### Texte à lire
────

Spéro se laisse emporté par des rêveries qui s’expriment dans des formules créoles, par des sensations que provoque la spontanéité verbale. A la rhétorique des termes créoles, riches en couleur, succède la libre cristallisation de la lassitude autour d’événements quotidiens. Ces événements s’articulent selon un recommencement libre du créole :

‘« Au petit matin, quand il arrivait à s’arracher de sa couche, il trébuchait comme un homme sortant d’un débit de boissons et ne trouvait que des mots créoles pour exprimer l’infini contentement de son corps :- Mi mal-fanm, mi ! (Quelle femme extraordinaire !) » 928

L’écriture du lexique n’existe que par rapport à ce jeu d’influences orales, à cet amusement malicieux de recourir quand il le faut au créole. Le mélange du créole et du français dénonce l’illusion d’une littérature antillaise qui s’écrirait spécifiquement en français ou en créole : les deux langues ont constitué l’histoire antillaise. On comprend pourquoi le lexique oral n’altère pas le sens littéraire du texte, au contraire les expressions libèrent le style, elles stimulent la lecture, et épousent dans leur inquiétante opacité (pour les lecteurs non créolophones) l’humour d’une société en crise, des personnages également voués à l’échec social. Mais le créole n’est pas une étrangeté. Car, en cherchant par la transposition du créole à « être soi », en trouvant logique de ne pas fuir les modèles et les mots du créole, Maryse Condé, tout comme Simone Schwarz-Bart, ne rend pas incompréhensible le texte.

────

### Données enregistrées
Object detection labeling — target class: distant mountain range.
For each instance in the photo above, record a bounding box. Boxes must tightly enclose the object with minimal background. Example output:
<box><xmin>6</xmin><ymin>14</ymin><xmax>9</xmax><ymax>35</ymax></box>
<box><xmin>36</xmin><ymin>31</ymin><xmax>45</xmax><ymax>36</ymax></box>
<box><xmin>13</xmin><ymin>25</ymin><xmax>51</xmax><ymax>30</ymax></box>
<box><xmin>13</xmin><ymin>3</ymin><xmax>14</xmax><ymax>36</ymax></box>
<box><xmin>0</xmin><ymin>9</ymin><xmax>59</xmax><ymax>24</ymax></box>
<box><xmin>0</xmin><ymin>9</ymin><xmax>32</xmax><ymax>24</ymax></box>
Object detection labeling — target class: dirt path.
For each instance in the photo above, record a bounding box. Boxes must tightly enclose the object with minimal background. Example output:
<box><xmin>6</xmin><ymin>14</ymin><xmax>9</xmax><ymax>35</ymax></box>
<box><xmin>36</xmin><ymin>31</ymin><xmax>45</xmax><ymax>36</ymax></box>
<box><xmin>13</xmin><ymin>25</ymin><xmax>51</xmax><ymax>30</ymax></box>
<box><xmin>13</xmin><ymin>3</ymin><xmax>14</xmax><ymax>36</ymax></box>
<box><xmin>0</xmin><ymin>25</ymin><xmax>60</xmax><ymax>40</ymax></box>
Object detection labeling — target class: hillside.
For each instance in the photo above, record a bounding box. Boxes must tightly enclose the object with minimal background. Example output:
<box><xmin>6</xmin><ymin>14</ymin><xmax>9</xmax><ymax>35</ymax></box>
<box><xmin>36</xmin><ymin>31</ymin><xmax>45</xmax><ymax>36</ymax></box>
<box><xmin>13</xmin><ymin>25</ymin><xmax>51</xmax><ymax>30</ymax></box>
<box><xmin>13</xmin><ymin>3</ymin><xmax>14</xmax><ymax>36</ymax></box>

────

### Énoncé écrit
D'après le texte sur le créole dans la littérature antillaise, quelles sont les deux langues qui ont constitué l'histoire antillaise ?

### Réponse à l'exercice
Le créole et le français.